We’re talking about guerrillas actually.
Normally, the term guerrilla invokes thoughts of sneak attacks and rebel soldiers but in a different context, guerrilla gardeners use a similar tactic of rebellion to address urban food issues, land use, and aesthetics. Guerrilla gardeners are independent fighters taking on a larger cause for food access and zoning bureaucracy concerning wasted and neglected spaces. They are the people who cultivate food access and the way we use our urban land via voluntary gardening in spaces deemed public. These spaces are ones which would otherwise go to waste as vacant or unused areas of land. Operating under the notion of spacial justice and freedom, guerrilla gardeners take up their tools and seeds rather than weapons in order to reclaim spaces and reform them to create a healthier community.
The term guerrilla gardening was first coined in New York in the 1970s when an activist named Liz Christy and friends took over an abandoned lot to cultivate fruits, vegetables, and herbs. Their group termed themselves Green Guerrillas and from there, the cultivation of public and civic land took flight as a form of addressing local food production in response to resource peaks across the globe. Guerrilla gardening has now become a grassroots movement that seeks to build community and food accessibility without asking for permission.
To get an idea of the current practice of guerrilla gardening, I watched a TED talk by Ron Finley about incredible possibilities of expanding rebellious cultivation through work he has done in South Central LA. According to Finley’s TED talk, 26.5 million Americans live in a food desert, a place where affordable nutritious food is hard to obtain. After realizing what this meant for his community, Finley and his group took over a curbside strip of land by his house and started planting a food forest. Rather than wait for a solution, Finley chose to “manufacture his own reality” and use the soil as his canvas and gardening his “graffiti.” With the example he put into practice, he hoped to inspire similar actions on grander community scales with the proof that his methods work.
As a global movement, there are plenty of groups you can get involved with in order to communicate this peaceful resistance to large scale food systems. By linking up with www.guerrillagardening.org, users can find the footprints of fellow guerrilla gardeners in virtually any place. Started by Richard Reynolds in London, http://www.guerrillagardening.org promotes the larger community of rebel gardeners seeking solutions to the current status quo of our global food system.

→ **DATASET CONTENT**
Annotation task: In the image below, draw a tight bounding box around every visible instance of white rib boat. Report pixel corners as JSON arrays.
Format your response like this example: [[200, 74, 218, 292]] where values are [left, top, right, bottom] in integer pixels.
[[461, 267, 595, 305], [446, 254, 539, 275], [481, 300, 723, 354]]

→ **TASK DESCRIPTION**
Please copy out the guerrilla gardening text above in full, word for word.

→ **RESULT FOR THIS EXERCISE**
We’re talking about guerrillas actually.
Normally, the term guerrilla invokes thoughts of sneak attacks and rebel soldiers but in a different context, guerrilla gardeners use a similar tactic of rebellion to address urban food issues, land use, and aesthetics. Guerrilla gardeners are independent fighters taking on a larger cause for food access and zoning bureaucracy concerning wasted and neglected spaces. They are the people who cultivate food access and the way we use our urban land via voluntary gardening in spaces deemed public. These spaces are ones which would otherwise go to waste as vacant or unused areas of land. Operating under the notion of spacial justice and freedom, guerrilla gardeners take up their tools and seeds rather than weapons in order to reclaim spaces and reform them to create a healthier community.
The term guerrilla gardening was first coined in New York in the 1970s when an activist named Liz Christy and friends took over an abandoned lot to cultivate fruits, vegetables, and herbs. Their group termed themselves Green Guerrillas and from there, the cultivation of public and civic land took flight as a form of addressing local food production in response to resource peaks across the globe. Guerrilla gardening has now become a grassroots movement that seeks to build community and food accessibility without asking for permission.
To get an idea of the current practice of guerrilla gardening, I watched a TED talk by Ron Finley about incredible possibilities of expanding rebellious cultivation through work he has done in South Central LA. According to Finley’s TED talk, 26.5 million Americans live in a food desert, a place where affordable nutritious food is hard to obtain. After realizing what this meant for his community, Finley and his group took over a curbside strip of land by his house and started planting a food forest. Rather than wait for a solution, Finley chose to “manufacture his own reality” and use the soil as his canvas and gardening his “graffiti.” With the example he put into practice, he hoped to inspire similar actions on grander community scales with the proof that his methods work.
As a global movement, there are plenty of groups you can get involved with in order to communicate this peaceful resistance to large scale food systems. By linking up with www.guerrillagardening.org, users can find the footprints of fellow guerrilla gardeners in virtually any place. Started by Richard Reynolds in London, http://www.guerrillagardening.org promotes the larger community of rebel gardeners seeking solutions to the current status quo of our global food system.